Records for this task
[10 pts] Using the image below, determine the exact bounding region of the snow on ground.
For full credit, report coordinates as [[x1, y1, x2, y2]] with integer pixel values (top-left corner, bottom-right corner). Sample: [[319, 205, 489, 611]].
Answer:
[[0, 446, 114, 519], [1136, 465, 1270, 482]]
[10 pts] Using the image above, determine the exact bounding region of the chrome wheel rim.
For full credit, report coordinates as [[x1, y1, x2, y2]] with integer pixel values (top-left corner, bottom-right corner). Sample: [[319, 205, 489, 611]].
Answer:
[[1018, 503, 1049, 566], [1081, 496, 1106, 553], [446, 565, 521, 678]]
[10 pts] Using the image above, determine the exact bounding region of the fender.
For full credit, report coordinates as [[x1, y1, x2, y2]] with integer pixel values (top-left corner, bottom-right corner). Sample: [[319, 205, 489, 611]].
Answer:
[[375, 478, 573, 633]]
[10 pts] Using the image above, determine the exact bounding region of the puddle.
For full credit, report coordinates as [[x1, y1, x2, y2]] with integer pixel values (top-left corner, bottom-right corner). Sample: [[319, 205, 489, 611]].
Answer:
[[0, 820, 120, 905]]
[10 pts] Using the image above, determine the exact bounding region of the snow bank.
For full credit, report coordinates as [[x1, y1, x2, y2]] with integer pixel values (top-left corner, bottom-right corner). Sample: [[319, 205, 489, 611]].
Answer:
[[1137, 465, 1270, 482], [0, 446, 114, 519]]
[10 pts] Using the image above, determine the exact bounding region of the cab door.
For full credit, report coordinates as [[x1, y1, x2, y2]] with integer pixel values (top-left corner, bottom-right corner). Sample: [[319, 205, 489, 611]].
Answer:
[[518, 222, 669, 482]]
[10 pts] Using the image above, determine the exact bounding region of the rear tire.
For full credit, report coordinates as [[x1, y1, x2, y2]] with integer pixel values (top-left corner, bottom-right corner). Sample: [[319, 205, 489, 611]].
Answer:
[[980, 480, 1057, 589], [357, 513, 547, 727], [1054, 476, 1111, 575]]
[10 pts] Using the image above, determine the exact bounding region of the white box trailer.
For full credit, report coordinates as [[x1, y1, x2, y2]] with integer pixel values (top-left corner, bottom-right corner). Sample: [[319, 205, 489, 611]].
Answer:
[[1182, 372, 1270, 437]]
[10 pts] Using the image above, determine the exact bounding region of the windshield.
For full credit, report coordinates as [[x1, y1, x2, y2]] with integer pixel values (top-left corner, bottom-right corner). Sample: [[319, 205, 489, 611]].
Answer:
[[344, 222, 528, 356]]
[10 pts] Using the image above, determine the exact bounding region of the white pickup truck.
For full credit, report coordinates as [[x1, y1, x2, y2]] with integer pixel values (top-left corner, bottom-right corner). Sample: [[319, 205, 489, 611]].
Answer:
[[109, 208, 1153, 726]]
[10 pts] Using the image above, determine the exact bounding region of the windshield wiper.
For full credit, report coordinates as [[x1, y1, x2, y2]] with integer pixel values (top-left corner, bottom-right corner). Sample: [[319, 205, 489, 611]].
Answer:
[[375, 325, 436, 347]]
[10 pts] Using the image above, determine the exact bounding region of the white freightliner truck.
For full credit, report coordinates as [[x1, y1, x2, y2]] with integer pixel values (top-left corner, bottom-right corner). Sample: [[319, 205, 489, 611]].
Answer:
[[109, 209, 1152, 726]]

Short exercise
Arrange all the records above as a two-column CSV with the header input,output. Give one row per record: put its text in the input field and its answer in the output field, wrap each field in double quotes, and replace line breaks with spaces.

Solution
input,output
"[10 pts] Using the image below, determine the exact bounding region of the snow on ground. For full credit, report coordinates as [[x1, y1, x2, y2]] with integer pixel values (top-left corner, bottom-right corner). Sample: [[319, 205, 489, 611]]. Answer:","[[0, 446, 114, 519], [1136, 465, 1270, 482]]"
"[10 pts] Using the image above, determine the exact bounding region of the chrome wheel rim. For full credit, report coordinates as [[x1, y1, x2, y2]] with integer pixel values (top-left corner, bottom-right corner). Sample: [[319, 205, 489, 611]]. Answer:","[[1018, 503, 1049, 566], [1081, 496, 1106, 553], [446, 565, 521, 678]]"
"[10 pts] Using the image above, determine the exact bounding region of the fender. For full credit, report coordinates as [[x1, y1, x2, y2]] with integer pixel values (top-left corner, bottom-right corner). Sample: [[319, 205, 489, 611]]. Answer:","[[375, 478, 573, 633]]"
"[10 pts] Using the image above, determine the exact bounding region of the puddle. For full credit, report coordinates as [[x1, y1, x2, y2]] with integer pixel values (top-left corner, bottom-right corner). Sample: [[319, 205, 489, 611]]. Answer:","[[0, 820, 120, 905]]"
"[10 pts] Using the image above, determine the exact bounding region of the snow bank. For full credit, report coordinates as [[x1, y1, x2, y2]] with integer pixel values (top-left corner, bottom-right corner). Sample: [[319, 205, 489, 611]]. Answer:","[[1137, 465, 1270, 482], [0, 446, 114, 519]]"
"[10 pts] Using the image above, determine the exact bounding region of the cab door. For full credit, report coordinates as [[x1, y1, x2, y2]] with integer pixel values (top-left corner, bottom-right corner). Sample: [[319, 205, 489, 611]]. Answer:","[[518, 222, 669, 482]]"
"[10 pts] Using the image above, determine the exact bounding region of the rear tire. For full credit, report coordinates as [[x1, y1, x2, y2]] with integer pixel values (top-left corner, bottom-right corner). Sample: [[319, 205, 489, 611]]. Answer:","[[980, 480, 1057, 589], [357, 513, 547, 727], [1054, 476, 1111, 575]]"
"[10 pts] Using the image above, determine the exact bounding region of the white box trailer. For full credit, report coordinates as [[x1, y1, x2, y2]] with integer pixel values (top-left corner, bottom-right corner). Sample: [[319, 205, 489, 611]]. Answer:","[[1182, 372, 1270, 437]]"
"[10 pts] Using the image above, determine the exact bounding region of the windshield. For full credit, report coordinates as [[x1, y1, x2, y2]] with integer pixel values (top-left corner, bottom-right corner). Sample: [[319, 205, 489, 611]]. Answer:","[[344, 222, 528, 356]]"
"[10 pts] Using the image above, determine the exact bounding region of the white pickup truck. For full credit, report coordinates as [[x1, y1, x2, y2]] with integer pixel values (top-left corner, bottom-right corner). Sample: [[319, 205, 489, 611]]. Answer:","[[109, 208, 1153, 726]]"
"[10 pts] Using the image above, determine the exact bounding region of the windshield wiper. For full credit, report coordinates as [[x1, y1, x2, y2]] with integer pixel values (top-left corner, bottom-right corner). Sample: [[319, 205, 489, 611]]. Answer:","[[375, 325, 436, 347]]"
"[10 pts] Using the image above, determine the exact bounding region of the white freightliner truck. For full credit, report coordinates as [[x1, y1, x2, y2]] with integer pixel values (top-left corner, bottom-right corner). Sample: [[319, 205, 489, 611]]. Answer:","[[109, 209, 1152, 726]]"